Source data

==============================

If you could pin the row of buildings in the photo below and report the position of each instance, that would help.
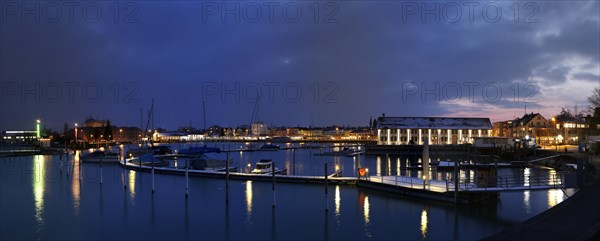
(561, 129)
(532, 127)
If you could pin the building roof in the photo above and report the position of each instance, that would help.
(433, 123)
(525, 119)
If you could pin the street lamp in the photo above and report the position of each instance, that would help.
(37, 128)
(75, 135)
(555, 136)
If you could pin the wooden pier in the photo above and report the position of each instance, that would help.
(467, 192)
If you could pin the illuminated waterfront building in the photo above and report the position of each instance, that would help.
(438, 130)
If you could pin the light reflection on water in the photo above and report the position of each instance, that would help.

==============================

◆ **Problem statement**
Write out the listing again with each "pin" replaced by "mark" and everything else unchanged. Leave the pictures out.

◆ **Completed exercise**
If you could mark the row of buildings in the photo below and report the position of each instance, that would help.
(561, 129)
(532, 127)
If you could mark the building roof in the photo above and report the position of each instance, that would help.
(433, 123)
(525, 119)
If you could mark the street lamp in the photo above and report the position of each instance, that would help.
(37, 128)
(75, 135)
(555, 136)
If you could mark the wooden pier in the photo above and report the position of each instance, that would help.
(467, 192)
If you could mark the illuminated waterfront building in the photo above and report the position of each instance, that would help.
(438, 130)
If you could mark the light reflection on water in the photo above and report the position of each instance, that would help.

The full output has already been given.